**SET TASK A**
In the optimization passage below, what condition on ρ_{i,j,s} defines Case 2?

**PASSAGE SHOWN**

Case 2: when $\rho_{i,j,s}<0$ , then $\Gamma_{i,j,s}>\rho_{i,j,s}$ (given that $\Gamma_{i,j,s}\geq 0$ ). In this case, $(\Gamma_{i,j,s}-\rho_{i,j,s})=(\Gamma_{i,j,s}+|\rho_{i,j,s}|)\geq 0$ , $n_{i,j,s}=\overline{n}_{i,j,s}$ , and the first term in the objective (21a) reduces to:

$\displaystyle\overline{n}_{i,j,s}(\Gamma_{i,j,s}+|\rho_{i,j,s}|)\geq 0$ (24)

Thus, when $\rho_{i,j,s}<0$ , the objective of (21) equals to $\overline{n}_{i,j,s}(\Gamma_{i,j,s}-\rho_{i,j,s})$

It follows from the above analysis, that $n_{i,j,s}=\overline{n}_{i,j,s}$ is optimal to (21). Thus,, w.l.o.o., we can set $n_{i,j,s}=\overline{n}_{i,j,s}$ in (21). Accordingly, (21) is equivalent to


$\displaystyle\max\limits_{\Gamma,\psi}$	$\displaystyle\ \ \Big{\{}\sum\limits_{s\in S}\sum\limits_{i\in I_{s}}\sum\limits_{j\in J_{s}}\overline{n}_{i,j,s}(\Gamma_{i,j,s}-\rho_{i,j,s})+\sum\limits_{s\in S}\sum\limits_{i\in I_{s}}\sum\limits_{k\in K_{s}}cw_{i,k,s}\psi_{i,k,s}\Big{\}}$	(25a)
s.t.	$\displaystyle\ \ \Gamma_{i,j,s}-\Gamma_{i+1,j,s}\leq\beta^{\mbox{\tiny w}}h,\qquad\forall(s,i,j)$	(25b)
	$\displaystyle\ \ \phi_{j,k}(\Gamma_{i,j,s}+\psi_{i,k,s})\leq t_{j,k}\beta^{\mbox{\tiny r}},\qquad\forall(i,j,k,s)$	(25c)
	$\displaystyle\ \ \psi_{i,k,s}\leq 0,\ \Gamma_{I+1,j,s}=0,\qquad\forall(i,j,k,s)$	(25d)

**SET TASK B**
Gather every line of the records that contains the word "shirt".

Labeled-object pointing entries:
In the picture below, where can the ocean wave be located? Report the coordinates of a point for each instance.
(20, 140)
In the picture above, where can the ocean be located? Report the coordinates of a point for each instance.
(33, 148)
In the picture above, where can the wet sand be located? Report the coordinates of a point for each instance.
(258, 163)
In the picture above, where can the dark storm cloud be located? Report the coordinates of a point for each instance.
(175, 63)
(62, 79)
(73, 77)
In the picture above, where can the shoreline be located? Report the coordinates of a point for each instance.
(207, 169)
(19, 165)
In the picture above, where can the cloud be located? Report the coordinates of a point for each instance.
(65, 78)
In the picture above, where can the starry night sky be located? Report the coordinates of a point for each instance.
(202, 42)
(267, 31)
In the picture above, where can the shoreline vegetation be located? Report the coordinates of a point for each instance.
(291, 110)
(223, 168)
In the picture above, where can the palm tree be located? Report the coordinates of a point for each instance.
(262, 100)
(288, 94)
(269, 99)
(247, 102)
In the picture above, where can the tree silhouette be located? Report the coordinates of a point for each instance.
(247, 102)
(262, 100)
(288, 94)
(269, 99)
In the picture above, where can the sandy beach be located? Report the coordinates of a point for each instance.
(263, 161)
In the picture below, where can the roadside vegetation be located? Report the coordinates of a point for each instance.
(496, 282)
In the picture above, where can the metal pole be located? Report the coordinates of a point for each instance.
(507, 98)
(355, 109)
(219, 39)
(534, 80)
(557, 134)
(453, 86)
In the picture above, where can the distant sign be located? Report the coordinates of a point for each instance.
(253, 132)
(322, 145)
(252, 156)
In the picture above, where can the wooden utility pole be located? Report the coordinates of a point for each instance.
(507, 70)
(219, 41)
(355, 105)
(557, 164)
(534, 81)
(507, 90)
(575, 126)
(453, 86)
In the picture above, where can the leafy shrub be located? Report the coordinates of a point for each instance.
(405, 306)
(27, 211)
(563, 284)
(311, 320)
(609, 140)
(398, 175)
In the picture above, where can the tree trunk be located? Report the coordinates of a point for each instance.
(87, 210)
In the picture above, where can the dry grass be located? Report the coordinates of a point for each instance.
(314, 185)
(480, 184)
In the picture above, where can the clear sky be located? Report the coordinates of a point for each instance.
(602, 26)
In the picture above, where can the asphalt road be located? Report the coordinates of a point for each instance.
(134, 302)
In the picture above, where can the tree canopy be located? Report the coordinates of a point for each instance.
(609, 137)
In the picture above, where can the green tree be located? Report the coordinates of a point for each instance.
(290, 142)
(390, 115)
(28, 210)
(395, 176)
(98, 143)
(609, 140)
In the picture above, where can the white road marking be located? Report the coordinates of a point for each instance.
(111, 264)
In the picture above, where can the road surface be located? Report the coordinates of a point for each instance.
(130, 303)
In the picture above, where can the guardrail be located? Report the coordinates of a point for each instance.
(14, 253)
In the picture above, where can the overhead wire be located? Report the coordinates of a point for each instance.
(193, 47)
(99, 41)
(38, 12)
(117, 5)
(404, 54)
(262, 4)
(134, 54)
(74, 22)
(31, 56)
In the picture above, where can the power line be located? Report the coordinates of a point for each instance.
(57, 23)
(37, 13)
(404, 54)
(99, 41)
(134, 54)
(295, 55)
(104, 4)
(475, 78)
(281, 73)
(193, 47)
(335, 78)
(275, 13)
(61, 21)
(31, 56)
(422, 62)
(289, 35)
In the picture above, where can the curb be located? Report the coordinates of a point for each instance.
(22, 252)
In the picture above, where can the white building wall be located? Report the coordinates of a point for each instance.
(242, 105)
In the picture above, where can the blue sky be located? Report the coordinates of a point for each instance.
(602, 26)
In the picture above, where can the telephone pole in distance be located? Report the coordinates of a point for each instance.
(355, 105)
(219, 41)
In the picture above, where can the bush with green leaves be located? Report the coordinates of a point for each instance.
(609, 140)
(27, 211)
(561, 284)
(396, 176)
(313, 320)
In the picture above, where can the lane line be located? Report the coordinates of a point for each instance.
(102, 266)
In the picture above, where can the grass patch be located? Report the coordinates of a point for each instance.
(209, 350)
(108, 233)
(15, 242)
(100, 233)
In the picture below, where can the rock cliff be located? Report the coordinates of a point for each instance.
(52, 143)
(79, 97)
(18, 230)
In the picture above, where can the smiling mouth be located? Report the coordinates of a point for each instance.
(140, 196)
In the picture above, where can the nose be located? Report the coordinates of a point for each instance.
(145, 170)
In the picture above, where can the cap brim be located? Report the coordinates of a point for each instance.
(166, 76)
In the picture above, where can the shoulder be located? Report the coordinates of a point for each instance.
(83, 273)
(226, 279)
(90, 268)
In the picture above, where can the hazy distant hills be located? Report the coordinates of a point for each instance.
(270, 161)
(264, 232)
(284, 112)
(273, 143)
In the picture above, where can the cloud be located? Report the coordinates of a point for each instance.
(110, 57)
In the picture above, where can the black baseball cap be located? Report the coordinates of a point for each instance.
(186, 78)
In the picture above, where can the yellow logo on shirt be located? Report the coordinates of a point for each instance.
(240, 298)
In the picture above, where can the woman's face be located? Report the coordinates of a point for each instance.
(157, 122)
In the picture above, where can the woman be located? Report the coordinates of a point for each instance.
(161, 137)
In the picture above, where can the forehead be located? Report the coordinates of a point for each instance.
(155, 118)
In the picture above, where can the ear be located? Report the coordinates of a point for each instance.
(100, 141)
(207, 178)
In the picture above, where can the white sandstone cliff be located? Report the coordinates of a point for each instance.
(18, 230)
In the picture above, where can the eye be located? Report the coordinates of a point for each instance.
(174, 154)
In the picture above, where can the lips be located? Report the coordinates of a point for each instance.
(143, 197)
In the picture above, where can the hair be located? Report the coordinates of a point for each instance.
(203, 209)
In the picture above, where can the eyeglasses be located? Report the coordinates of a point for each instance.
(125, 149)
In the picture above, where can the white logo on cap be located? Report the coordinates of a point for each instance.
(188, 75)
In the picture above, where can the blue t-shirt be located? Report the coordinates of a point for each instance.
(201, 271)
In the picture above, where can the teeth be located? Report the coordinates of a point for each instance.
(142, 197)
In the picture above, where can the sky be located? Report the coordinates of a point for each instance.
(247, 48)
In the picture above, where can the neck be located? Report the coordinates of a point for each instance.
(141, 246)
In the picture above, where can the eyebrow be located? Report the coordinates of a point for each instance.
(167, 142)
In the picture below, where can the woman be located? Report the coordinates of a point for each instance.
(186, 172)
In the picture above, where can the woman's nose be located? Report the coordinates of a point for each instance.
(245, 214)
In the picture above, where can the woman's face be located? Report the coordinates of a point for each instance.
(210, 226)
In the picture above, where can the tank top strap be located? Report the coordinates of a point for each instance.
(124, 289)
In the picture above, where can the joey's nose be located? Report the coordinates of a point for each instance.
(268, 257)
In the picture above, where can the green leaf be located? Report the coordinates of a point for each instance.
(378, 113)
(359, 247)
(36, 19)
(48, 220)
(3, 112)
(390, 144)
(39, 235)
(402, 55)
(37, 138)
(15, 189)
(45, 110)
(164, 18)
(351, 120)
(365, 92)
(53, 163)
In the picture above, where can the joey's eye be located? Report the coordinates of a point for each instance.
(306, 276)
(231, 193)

**REPLY A**
ρ_{i,j,s} is less than 0.

**REPLY B**
In the picture above, where can the yellow logo on shirt be located? Report the coordinates of a point for each instance.
In the picture above, where can the blue t-shirt be located? Report the coordinates of a point for each instance.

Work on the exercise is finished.